**EXERCISE AIM**: Rewrite the stretch of lines from the one containing "<item>path</item>. Each instance gets its own outline." through the one containing "129 135 L 73", changing "outline" to "contour" and leaving everything else as it is.

**PROVIDED RECORDS**:
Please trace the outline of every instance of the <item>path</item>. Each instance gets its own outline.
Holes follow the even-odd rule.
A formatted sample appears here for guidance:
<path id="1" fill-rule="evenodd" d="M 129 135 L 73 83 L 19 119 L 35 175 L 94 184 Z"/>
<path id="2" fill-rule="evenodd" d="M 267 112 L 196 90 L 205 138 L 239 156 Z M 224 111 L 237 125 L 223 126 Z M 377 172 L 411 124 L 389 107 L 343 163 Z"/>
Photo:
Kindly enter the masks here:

==

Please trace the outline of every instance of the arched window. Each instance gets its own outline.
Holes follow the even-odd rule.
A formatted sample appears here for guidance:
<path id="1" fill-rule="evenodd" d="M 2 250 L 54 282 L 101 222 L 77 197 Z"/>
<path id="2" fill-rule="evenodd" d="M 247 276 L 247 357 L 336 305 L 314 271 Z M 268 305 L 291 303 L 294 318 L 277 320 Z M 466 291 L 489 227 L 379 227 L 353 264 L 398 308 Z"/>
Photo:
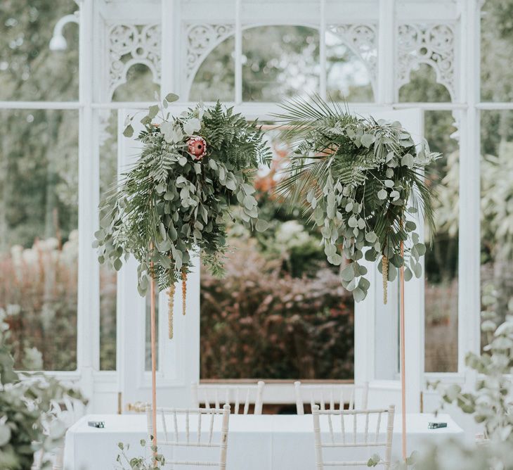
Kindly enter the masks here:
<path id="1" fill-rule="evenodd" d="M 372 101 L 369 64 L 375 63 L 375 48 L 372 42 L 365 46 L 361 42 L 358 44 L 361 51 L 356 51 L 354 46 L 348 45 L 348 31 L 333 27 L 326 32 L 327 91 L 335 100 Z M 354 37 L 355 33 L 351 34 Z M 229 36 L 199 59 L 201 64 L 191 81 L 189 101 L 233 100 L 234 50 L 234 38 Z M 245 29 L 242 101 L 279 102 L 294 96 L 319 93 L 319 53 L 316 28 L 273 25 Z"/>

**WRITTEN SOLUTION**:
Please trace the contour of every instance of the <item>path</item>. Each instance gets its own contour.
Holes follow the even-odd rule.
A formatted sample appears here for guidance:
<path id="1" fill-rule="evenodd" d="M 129 135 L 73 83 L 19 119 L 35 175 L 94 184 Z"/>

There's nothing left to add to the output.